▸ Excerpted passage:
- - -
1. Create control index strings by concatenating title and summary ("title. summary").
2. Instantiate a lexical retriever (BM25 or TF-IDF) over control texts.
3. For each artifact, retrieve top-K candidate controls (e.g., 32) as hard-negative candidates.
4. Emit labeled pairs: all gold controls as positives plus non-gold retrieved controls as negatives.
5. Segment outputs by artifact partition and serialize to JSONL following the pair schema.

## Acceptance Checks

- No artifact from the test split appears in train or dev pair files.
- Every train artifact yields at least one positive pair (label == 1).

In [10]:
import pandas as pd
import numpy as np
from pathlib import Path
import json
from rank_bm25 import BM25Okapi
import re

# Set random seed
RANDOM_SEED = 42
np.random.seed(RANDOM_SEED)
- - -
▸ Information provided:
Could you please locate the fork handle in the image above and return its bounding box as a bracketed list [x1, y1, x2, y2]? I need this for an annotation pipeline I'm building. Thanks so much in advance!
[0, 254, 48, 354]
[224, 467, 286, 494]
- - -
▸ Work to do:
**a)** Using the notebook excerpt, answer the following:
(i) What example value is given for the number of top-K candidate controls to retrieve?
(ii) Which two fields are concatenated to form the control index strings?
(iii) What value is assigned to RANDOM_SEED?
**b)** Reproduce the portion of the notebook excerpt that opens with the words containing "1. Create control" and closes with "over control texts.".
Rely solely on the notebook excerpt, not on the data.

▸ Worked solutions:
**a)**
(i) 32
(ii) Title and summary
(iii) 42

**b)**
1. Create control index strings by concatenating title and summary ("title. summary").
2. Instantiate a lexical retriever (BM25 or TF-IDF) over control texts.